## [TASK INSTRUCTIONS]
Continue the piece on long-term care insurance options, picking up right after its final sentence.

## [TEXT PROVIDED]
☆ ☆ ☆ ☆ ☆
Long-Term Care Insurance Options
About 70% of Americans who reach the age of 65 end up needing long-term care at some point in their remaining life. This was determined by a study from the U.S. Department of Health and Human Services. And, some people will get by with unpaid care from their own family members and others. But nearly half will end up needing some form of paid assistance. About 24% will need more than two years of paid care. About 15%, meanwhile, will need to spend over two years in a nursing home.
The costs of care are highly variable. There are a lot of questions to ask yourself. How long will you need long-term care for? How intensive will your needs end up being? And, where in the country do you live? The way to pay for services varies, too.
Traditional Medicare does not cover long-term care, beyond some skilled care right after hospitalization for an injury or illness. Some Medicare Advantage plans, from private insurers, offer supplemental coverage for services like meal delivery and rides to medical appointments, but these benefits are limited.
However, the largest single funding source is Medicaid, the joint federal and state program that covers lower-income Americans. Income limits vary by state. But, you typically can’t get Medicaid unless you exhaust most of your savings beyond your primary home and vehicle.
You also may or may not qualify for long-term care. Some pre-existing conditions may prevent you from being insurable. For example, if a medical condition causes you to already need help performing basic tasks like getting dressed. You can also potentially get a discounted premium if you and your spouse choose to purchase policies together.
If you decide to go ahead with a policy, there are a number of further considerations you may want to think about.
According to studies by the Society of Actuaries, the average time for claims in 2014 that lasted longer than a year ranged from three and a half years to four years in 2014. Typically, two to four years is a good ballpark estimate. Three years is about average. The longer the benefit period the policy offers, and the higher the policy benefit amount. And, the higher the cost will be for you, the policy buyer. Essentially, the longer the benefit period that the LTC policy offers, the higher the risk is that the client might end up paying thousands of dollars in premiums and nothing will return.
☆ ☆ ☆ ☆ ☆
## [EXTRACTED RECORDS]
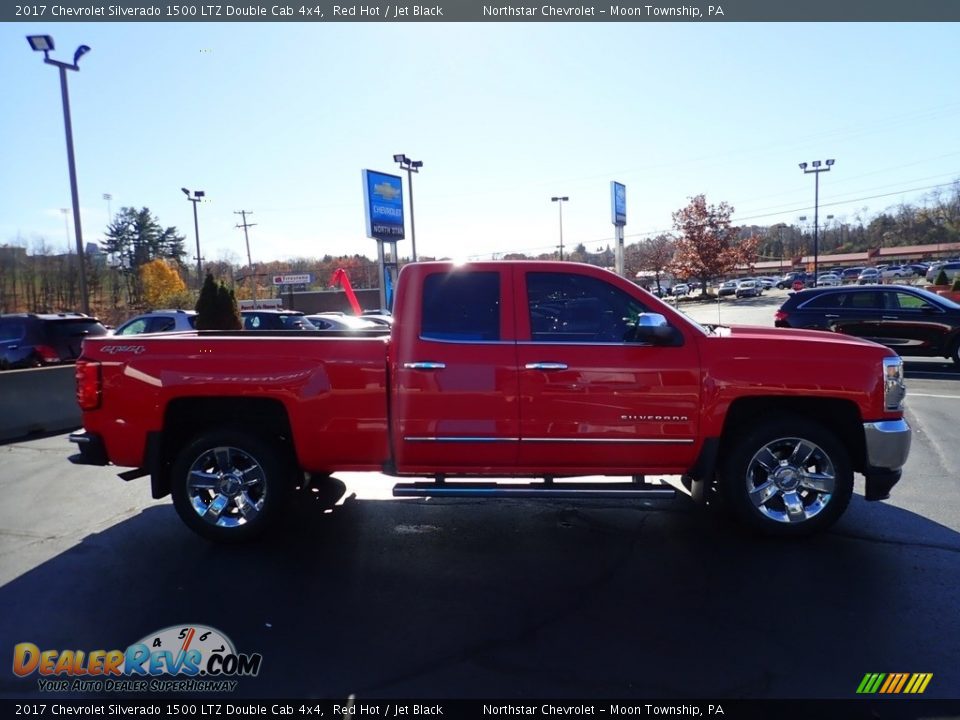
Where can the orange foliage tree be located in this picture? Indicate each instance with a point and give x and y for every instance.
(708, 245)
(162, 284)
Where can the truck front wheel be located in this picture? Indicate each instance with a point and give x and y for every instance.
(788, 477)
(229, 485)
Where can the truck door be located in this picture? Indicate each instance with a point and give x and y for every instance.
(592, 399)
(455, 373)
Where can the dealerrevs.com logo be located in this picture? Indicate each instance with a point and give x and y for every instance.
(185, 658)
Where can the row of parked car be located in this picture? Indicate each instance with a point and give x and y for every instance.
(39, 339)
(909, 319)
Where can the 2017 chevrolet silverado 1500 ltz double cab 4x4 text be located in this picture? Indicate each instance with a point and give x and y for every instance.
(540, 370)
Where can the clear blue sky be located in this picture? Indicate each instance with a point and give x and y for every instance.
(280, 119)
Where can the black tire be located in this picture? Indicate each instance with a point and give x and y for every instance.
(787, 477)
(230, 485)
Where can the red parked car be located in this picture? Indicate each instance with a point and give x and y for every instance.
(522, 369)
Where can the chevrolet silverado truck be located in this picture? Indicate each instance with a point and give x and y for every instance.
(539, 371)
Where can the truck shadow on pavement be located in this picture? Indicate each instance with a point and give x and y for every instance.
(517, 599)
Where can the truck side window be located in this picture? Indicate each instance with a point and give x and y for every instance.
(576, 308)
(461, 307)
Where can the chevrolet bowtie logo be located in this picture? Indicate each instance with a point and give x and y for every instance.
(386, 191)
(894, 683)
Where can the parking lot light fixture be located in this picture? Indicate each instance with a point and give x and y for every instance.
☆ ☆ ☆ ☆ ☆
## [TASK OUTPUT]
Clients who cannot afford to self-insure currently, because they do not have enough assets accumulated, may be able to buy an LTC policy during their earlier working years. As time marches on, there may be a point where their assets can support a long-term care event. And, at this point, they can terminate their policy or modify it for less coverage.
Keep in mind, when a single person goes into LTC their expenses may move laterally. But, let’s say you’re part of a couple. If one of you goes into care and the other doesn’t, the other spouse still has their usual living expenses. So you are faced with increased costs.
LTC usually turns into a less-than-ideal investment at a certain point. If you don’t happen to use it early, it can be a good investment. This is because you have paid fewer premiums upfront and are using the benefits. The longer you take to use a policy, the lower the returns on that policy will be. If you end up using the policy in the first five to ten years, this can be very, very advantageous.
However, the longer you take to use the benefits, the more sense it may make to just put money aside for yourself so that you can afford to self-insure. Of course, there is no way of actually knowing if and when an event will happen that puts you in need of long-term care.
One way you might be able to save up money for long-term care? Insurance products or annuities. These products may come with certain benefits when it comes to paying for long-term care.